Text Copyright John L. Welch 2014.
6 Comments:
Fame in the context of 2(d) always gives opposer two bites at the apple and strikes me as unfair. Plus, in our hyper-groomed society - "SHAPES" in the context of the myriad ways one can contort one's eyebrows or fingernails has a different commercial impression than SHAPE as a magazine even a magazine that references beauty issues - anyway you thread it. Get in SHAPE vs. Make SHAPES with your brows or nails.
Maybe if appliant had limited its services to brow and nail shaping, your argument would work. But the application's recitation of services is much broader than that, and covers all beauty salon services.
What happened to its form paragraph we read over-and-over again that the USPTO can only look at the goods and services found in the application or registration? When the Board finds in convenient to look in the content of the magazine to support its own conclusion, it has no problems ignoring this rule.
Opposer Weider was relying common law use as well as its registrations. So the content of the magazine was relevant on the issue of common law use. In addition, the Board can look at the actual goods or services in interpreting the identification of goods or the recitation of services in the involved applicaiton and registrations. What it won't do is limit their scope in light of actual use.

(Stored entries)
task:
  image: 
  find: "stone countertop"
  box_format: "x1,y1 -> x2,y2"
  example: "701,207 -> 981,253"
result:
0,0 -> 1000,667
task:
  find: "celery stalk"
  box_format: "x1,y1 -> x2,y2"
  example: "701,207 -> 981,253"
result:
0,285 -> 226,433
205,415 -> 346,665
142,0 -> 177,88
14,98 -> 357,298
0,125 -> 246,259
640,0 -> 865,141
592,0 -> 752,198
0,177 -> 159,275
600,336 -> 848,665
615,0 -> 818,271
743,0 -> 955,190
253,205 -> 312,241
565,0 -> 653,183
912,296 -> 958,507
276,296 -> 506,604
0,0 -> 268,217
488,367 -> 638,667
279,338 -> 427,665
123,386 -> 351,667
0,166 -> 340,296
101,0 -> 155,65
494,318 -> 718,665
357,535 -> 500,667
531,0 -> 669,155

PROBLEMS TO SOLVE =
**a.** Rewrite every line of the stored entries as a numbered list, leaving out any blank lines.
**b.** Continue the comment thread about the SHAPE and SHAPES trademark opposition from its last sentence.

EXERCISE RESULTS =
**a.**
1. task:
2.   image: 
3.   find: "stone countertop"
4.   box_format: "x1,y1 -> x2,y2"
5.   example: "701,207 -> 981,253"
6. result:
7. 0,0 -> 1000,667
8. task:
9.   find: "celery stalk"
10.   box_format: "x1,y1 -> x2,y2"
11.   example: "701,207 -> 981,253"
12. result:
13. 0,285 -> 226,433
14. 205,415 -> 346,665
15. 142,0 -> 177,88
16. 14,98 -> 357,298
17. 0,125 -> 246,259
18. 640,0 -> 865,141
19. 592,0 -> 752,198
20. 0,177 -> 159,275
21. 600,336 -> 848,665
22. 615,0 -> 818,271
23. 743,0 -> 955,190
24. 253,205 -> 312,241
25. 565,0 -> 653,183
26. 912,296 -> 958,507
27. 276,296 -> 506,604
28. 0,0 -> 268,217
29. 488,367 -> 638,667
30. 279,338 -> 427,665
31. 123,386 -> 351,667
32. 0,166 -> 340,296
33. 101,0 -> 155,65
34. 494,318 -> 718,665
35. 357,535 -> 500,667
36. 531,0 -> 669,155

**b.**
I think that a survey by the salon could have been beneficial in lessening the weight of the opposer's fame evidence. It is arguable that purchasers of beauty salon services are sophisticated and discriminating consumers and would be able to distinguish the source of the services in this particular case.
@Anonymous No.2,the Board could look to extrinsic evidence in a Section 2(d) analysis to determine if goods/services are related.
PS! You put B&B as the applicant at one point. I also got confused when I was writing an article about this decision because of the B&B case up for cert.